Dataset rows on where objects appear
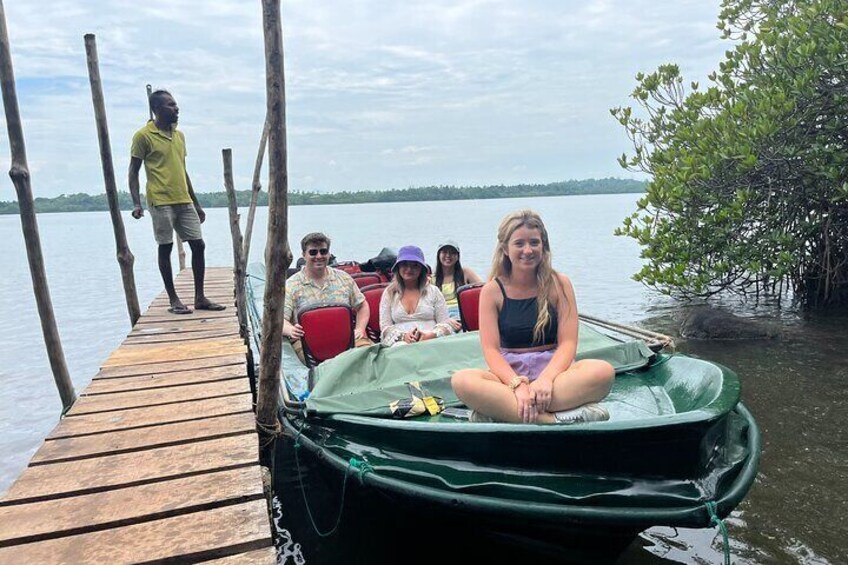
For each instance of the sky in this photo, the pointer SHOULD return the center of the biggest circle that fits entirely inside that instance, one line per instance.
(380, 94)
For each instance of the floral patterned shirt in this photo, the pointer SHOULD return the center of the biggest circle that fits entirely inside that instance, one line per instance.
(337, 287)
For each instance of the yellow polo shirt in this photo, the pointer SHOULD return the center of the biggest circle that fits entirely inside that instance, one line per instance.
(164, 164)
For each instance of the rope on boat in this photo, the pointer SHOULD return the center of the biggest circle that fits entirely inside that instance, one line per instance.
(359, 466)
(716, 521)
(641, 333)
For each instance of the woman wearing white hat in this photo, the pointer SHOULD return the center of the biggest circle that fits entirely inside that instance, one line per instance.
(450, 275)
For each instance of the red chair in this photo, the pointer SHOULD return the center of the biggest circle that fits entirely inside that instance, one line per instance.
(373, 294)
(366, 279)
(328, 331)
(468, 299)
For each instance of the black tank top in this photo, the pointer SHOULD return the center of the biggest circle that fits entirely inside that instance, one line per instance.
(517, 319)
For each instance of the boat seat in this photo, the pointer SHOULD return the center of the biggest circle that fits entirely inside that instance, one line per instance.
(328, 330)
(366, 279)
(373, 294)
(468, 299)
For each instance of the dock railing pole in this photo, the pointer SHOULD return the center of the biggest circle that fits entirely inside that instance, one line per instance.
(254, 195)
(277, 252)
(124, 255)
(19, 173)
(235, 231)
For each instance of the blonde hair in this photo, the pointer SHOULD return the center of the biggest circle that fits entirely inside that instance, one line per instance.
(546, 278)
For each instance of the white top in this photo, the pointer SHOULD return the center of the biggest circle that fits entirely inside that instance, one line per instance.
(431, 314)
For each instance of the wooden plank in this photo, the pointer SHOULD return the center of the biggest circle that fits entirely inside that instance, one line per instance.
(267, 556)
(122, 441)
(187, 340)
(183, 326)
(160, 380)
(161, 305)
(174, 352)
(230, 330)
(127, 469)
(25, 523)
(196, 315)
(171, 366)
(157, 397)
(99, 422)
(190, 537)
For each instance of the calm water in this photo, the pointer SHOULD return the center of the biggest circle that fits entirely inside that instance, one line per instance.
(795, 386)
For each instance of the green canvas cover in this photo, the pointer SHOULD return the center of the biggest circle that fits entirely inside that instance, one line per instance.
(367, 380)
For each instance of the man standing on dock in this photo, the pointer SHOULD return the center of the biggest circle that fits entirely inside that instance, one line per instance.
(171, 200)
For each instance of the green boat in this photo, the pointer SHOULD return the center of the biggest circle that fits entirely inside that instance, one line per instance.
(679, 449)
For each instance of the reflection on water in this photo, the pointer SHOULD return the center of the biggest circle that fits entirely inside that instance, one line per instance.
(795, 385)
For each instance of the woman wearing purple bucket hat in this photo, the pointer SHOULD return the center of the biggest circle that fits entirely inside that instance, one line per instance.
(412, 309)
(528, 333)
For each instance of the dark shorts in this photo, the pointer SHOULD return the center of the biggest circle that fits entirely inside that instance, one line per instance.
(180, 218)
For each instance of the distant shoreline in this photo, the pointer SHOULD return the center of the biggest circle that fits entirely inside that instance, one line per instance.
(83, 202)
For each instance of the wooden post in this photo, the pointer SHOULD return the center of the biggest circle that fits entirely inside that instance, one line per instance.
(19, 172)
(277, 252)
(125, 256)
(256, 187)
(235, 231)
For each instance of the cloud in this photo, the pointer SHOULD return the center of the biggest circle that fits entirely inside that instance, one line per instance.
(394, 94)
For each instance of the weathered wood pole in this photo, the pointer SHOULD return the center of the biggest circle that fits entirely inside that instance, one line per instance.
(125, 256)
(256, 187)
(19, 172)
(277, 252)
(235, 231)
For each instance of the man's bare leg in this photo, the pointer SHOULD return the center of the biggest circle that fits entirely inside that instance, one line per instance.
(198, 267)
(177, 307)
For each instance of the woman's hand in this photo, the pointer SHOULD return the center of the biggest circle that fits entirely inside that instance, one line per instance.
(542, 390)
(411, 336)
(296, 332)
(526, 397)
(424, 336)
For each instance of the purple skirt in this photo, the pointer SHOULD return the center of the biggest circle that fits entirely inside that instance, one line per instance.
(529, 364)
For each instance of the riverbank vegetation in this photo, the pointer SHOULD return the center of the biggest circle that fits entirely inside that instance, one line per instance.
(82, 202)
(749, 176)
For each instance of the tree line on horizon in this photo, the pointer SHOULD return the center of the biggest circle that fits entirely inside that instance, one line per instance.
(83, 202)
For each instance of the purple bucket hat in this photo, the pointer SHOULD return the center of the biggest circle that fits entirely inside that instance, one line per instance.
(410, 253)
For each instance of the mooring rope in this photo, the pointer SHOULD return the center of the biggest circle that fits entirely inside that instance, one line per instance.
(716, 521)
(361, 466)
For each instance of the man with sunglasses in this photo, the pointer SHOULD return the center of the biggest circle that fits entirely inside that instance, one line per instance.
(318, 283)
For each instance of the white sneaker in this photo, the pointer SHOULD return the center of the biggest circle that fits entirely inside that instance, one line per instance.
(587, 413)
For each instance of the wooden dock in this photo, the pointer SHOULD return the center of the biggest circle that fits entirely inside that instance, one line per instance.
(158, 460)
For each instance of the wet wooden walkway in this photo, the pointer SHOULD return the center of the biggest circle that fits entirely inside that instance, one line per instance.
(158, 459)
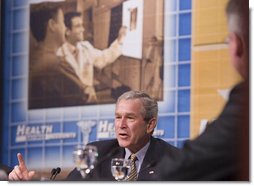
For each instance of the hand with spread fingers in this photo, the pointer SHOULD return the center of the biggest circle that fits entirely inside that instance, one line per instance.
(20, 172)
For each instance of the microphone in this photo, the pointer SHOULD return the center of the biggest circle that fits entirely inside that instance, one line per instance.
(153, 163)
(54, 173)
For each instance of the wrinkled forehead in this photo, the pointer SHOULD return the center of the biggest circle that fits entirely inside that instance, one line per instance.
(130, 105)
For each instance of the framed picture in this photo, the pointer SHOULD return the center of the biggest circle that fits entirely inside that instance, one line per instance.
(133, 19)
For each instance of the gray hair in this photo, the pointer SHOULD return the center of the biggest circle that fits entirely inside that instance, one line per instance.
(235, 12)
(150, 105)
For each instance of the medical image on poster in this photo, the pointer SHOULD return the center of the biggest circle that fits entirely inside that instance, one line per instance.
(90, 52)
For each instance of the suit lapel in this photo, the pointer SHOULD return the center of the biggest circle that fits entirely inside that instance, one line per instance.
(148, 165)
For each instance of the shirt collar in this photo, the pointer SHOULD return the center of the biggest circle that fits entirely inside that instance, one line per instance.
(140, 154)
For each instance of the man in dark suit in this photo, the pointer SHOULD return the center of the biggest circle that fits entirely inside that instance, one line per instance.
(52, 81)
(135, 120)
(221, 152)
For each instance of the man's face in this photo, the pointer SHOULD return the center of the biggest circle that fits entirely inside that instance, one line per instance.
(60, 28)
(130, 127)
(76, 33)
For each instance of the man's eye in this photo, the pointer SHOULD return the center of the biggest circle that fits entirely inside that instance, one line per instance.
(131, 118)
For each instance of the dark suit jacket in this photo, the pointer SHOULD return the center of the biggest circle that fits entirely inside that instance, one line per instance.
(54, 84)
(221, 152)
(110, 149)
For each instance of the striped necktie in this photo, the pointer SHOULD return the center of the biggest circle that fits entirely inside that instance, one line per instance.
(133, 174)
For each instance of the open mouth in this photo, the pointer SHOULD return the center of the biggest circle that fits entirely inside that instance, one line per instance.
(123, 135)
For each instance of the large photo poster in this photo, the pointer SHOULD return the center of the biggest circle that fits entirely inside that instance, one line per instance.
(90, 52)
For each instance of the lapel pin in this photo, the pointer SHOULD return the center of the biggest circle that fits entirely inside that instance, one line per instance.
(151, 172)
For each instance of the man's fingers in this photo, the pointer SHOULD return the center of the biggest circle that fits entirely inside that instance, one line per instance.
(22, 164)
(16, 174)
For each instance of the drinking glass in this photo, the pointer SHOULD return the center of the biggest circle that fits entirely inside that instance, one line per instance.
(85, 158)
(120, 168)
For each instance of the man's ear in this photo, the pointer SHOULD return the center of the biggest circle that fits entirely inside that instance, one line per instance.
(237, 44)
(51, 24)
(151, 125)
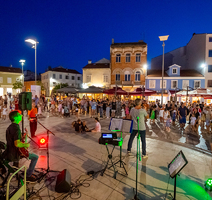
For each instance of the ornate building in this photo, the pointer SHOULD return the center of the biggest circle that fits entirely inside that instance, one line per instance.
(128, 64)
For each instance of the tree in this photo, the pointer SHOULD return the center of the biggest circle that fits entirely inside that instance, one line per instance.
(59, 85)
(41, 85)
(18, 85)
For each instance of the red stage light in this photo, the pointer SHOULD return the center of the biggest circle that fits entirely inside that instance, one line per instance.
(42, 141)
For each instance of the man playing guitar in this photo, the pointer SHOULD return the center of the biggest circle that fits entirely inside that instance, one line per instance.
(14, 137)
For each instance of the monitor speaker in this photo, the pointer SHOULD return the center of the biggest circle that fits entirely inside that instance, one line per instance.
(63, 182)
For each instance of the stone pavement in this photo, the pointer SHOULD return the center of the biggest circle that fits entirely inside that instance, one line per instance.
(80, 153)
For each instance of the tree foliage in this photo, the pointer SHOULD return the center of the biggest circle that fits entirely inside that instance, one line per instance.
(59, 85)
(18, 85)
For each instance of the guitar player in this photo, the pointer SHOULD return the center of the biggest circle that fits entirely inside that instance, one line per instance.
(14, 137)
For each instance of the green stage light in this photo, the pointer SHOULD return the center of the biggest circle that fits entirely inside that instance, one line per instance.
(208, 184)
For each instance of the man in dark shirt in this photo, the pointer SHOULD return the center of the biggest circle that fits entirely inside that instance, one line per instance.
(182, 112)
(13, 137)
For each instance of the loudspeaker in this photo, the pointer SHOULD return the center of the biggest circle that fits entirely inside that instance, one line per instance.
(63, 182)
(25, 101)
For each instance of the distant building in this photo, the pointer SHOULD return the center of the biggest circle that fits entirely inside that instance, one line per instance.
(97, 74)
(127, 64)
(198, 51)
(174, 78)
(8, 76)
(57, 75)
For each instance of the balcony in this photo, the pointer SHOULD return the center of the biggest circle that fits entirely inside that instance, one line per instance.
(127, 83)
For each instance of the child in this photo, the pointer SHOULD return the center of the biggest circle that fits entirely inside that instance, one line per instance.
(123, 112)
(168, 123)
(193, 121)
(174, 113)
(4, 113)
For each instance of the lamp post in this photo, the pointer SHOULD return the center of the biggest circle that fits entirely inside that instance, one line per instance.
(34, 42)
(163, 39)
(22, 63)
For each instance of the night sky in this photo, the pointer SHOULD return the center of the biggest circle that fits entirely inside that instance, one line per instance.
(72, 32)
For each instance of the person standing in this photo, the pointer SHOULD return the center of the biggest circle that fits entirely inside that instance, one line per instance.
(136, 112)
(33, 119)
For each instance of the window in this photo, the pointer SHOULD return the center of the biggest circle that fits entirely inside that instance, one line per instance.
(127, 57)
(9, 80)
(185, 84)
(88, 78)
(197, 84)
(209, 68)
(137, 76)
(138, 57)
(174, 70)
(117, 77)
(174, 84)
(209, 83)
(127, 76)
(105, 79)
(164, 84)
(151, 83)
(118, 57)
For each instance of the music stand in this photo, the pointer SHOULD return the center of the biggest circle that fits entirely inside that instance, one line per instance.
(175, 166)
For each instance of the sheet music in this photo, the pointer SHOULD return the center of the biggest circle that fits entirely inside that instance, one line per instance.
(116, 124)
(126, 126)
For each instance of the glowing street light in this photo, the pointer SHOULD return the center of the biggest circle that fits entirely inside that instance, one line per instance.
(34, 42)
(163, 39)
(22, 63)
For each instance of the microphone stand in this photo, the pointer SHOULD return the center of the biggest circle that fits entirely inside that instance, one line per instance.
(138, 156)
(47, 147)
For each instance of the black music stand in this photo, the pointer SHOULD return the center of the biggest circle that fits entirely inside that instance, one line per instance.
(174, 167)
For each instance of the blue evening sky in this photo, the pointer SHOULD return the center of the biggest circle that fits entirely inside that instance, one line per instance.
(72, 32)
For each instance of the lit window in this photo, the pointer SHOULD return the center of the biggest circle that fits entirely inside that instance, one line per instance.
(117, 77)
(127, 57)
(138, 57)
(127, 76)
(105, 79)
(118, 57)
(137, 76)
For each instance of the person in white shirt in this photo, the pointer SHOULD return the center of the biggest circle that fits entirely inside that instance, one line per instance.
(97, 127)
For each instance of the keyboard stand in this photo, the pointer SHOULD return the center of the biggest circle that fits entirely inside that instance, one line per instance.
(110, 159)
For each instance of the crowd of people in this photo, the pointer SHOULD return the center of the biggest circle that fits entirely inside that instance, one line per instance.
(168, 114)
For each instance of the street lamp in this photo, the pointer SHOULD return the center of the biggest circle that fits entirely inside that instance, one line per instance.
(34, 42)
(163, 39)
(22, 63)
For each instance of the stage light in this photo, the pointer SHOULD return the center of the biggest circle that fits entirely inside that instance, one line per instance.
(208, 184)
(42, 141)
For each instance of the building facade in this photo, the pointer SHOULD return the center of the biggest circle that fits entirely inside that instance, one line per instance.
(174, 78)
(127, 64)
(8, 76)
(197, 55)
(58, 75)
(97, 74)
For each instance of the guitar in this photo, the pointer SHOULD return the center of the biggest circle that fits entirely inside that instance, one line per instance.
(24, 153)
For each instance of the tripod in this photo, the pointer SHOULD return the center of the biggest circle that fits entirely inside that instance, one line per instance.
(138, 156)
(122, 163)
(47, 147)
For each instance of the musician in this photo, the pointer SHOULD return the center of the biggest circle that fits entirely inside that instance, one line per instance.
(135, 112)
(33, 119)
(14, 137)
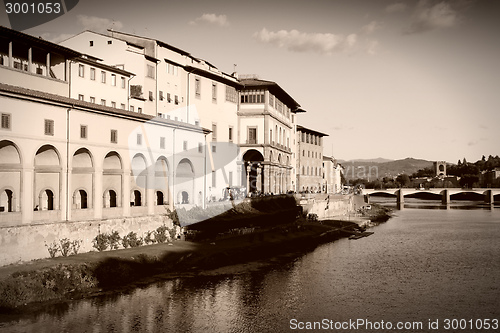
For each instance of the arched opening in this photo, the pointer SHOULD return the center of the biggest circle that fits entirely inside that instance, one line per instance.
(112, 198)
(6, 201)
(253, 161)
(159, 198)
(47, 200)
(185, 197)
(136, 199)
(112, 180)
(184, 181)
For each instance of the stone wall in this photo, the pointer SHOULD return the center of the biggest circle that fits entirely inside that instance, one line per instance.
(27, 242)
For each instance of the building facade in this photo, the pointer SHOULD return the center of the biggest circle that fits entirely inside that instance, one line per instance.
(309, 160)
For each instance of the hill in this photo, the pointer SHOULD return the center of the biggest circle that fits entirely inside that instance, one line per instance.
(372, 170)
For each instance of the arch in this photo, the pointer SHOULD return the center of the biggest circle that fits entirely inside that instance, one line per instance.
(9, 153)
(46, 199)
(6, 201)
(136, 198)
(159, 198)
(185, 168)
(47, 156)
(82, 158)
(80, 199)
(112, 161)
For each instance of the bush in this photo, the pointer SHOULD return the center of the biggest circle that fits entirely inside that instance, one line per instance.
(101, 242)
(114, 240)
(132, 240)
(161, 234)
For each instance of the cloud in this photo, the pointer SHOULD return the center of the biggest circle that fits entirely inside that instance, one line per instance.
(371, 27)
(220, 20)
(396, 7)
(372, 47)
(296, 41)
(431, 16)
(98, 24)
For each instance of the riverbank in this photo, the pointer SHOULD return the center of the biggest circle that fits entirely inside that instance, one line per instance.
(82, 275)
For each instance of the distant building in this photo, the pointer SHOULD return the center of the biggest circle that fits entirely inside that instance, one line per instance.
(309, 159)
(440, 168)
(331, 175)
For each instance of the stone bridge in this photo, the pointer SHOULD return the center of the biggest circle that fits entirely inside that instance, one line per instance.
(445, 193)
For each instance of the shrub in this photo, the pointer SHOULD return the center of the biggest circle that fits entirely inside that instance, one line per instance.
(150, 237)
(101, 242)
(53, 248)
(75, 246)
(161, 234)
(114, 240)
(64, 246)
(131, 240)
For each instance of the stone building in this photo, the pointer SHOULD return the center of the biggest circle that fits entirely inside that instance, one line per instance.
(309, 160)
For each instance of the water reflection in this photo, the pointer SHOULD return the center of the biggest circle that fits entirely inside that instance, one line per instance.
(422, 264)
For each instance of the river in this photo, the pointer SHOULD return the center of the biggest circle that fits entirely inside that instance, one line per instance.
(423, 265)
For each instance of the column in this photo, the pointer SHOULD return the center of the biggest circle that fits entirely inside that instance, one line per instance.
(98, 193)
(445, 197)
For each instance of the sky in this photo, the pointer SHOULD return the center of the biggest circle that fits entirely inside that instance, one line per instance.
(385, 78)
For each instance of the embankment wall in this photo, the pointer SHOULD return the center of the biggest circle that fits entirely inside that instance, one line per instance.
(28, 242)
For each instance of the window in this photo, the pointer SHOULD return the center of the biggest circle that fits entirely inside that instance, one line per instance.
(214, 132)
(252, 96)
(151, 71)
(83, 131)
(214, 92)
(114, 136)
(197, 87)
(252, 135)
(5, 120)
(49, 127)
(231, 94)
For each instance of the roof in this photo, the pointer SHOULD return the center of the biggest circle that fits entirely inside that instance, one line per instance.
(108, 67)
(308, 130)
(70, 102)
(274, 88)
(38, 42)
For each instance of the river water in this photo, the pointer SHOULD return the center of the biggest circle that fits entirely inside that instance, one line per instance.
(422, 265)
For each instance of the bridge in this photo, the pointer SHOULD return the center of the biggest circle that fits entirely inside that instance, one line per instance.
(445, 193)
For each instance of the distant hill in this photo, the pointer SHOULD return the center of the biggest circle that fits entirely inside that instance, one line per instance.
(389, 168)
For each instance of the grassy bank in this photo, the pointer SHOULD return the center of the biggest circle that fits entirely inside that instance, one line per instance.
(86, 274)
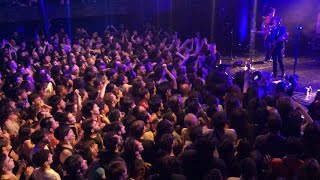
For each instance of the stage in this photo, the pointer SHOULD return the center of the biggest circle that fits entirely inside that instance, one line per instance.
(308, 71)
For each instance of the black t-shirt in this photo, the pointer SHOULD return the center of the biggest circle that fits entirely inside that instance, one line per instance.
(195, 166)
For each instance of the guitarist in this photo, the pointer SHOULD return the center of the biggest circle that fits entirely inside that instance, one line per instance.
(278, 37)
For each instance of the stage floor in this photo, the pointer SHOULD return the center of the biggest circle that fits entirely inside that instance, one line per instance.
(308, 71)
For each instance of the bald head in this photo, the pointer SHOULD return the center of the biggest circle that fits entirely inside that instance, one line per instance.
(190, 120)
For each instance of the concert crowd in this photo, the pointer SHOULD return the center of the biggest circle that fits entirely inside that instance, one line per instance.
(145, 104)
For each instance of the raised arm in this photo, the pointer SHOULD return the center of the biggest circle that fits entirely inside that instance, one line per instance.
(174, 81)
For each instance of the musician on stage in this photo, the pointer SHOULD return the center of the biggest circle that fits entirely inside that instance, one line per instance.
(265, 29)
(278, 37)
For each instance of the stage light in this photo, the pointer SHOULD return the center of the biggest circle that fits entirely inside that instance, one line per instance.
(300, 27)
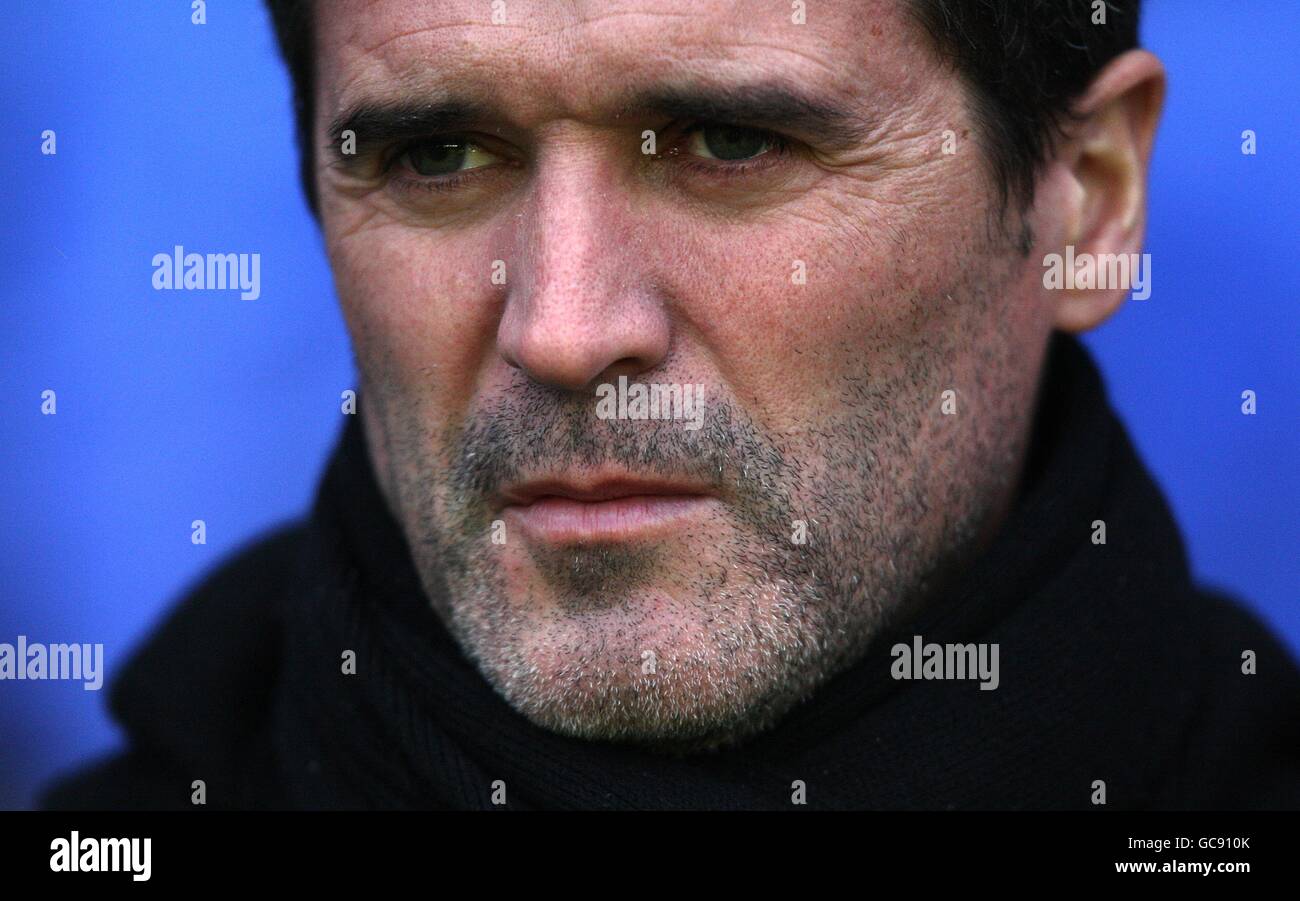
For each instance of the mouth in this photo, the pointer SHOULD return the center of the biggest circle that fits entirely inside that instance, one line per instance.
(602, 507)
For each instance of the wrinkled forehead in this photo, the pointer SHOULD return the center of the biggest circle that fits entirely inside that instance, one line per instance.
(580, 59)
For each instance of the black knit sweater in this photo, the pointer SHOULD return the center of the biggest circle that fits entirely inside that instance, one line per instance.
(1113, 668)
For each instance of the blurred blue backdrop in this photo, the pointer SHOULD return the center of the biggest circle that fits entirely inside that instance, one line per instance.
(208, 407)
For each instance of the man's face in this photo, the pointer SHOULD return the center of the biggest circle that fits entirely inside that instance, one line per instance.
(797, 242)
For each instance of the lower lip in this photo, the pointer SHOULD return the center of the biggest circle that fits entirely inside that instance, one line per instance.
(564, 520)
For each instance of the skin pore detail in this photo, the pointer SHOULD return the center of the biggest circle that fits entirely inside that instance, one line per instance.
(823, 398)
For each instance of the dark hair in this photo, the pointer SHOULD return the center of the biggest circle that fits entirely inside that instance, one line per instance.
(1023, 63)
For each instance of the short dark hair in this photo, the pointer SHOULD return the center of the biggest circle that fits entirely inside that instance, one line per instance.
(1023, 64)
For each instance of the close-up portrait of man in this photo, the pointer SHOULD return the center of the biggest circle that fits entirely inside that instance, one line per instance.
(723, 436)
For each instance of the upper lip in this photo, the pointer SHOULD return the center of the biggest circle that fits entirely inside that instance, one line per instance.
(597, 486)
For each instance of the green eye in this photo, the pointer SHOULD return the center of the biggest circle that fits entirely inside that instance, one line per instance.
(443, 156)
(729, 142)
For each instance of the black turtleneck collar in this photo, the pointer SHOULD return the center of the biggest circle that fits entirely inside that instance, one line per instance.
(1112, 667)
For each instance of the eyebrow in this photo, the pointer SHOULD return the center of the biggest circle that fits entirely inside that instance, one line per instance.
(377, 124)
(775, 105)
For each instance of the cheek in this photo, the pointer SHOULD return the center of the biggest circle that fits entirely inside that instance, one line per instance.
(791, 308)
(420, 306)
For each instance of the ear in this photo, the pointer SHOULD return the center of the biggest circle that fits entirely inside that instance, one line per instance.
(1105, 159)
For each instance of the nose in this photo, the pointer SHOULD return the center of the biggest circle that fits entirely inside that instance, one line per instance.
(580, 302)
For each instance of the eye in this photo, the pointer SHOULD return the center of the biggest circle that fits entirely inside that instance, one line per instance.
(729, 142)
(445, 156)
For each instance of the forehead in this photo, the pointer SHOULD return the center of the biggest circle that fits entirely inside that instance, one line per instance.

■ Written task
Repeat, character for character, the lines from the one that holds "For each instance of the ear" to the final line of the material, inclusive, and no other lines.

■ Output for this exercise
For each instance of the ear in this photo, the pointer SHOULD return the center of the biggest circle that fits entirely inside that instance, one line per instance.
(1105, 159)
For each instance of the nose in this photo, the pointer SHOULD return the center of the biggest circle that fits entirely inside that instance, one line per instance.
(580, 302)
For each instance of the eye in this photo, the pointer SHOULD return the center of the biggest circle that fits entirely inside that instance, one line per instance.
(729, 142)
(445, 156)
For each instance of the forehead in this photo, the pointer SHOULD return the center of the biggest circle that fits entirely inside that instance, one line per instance.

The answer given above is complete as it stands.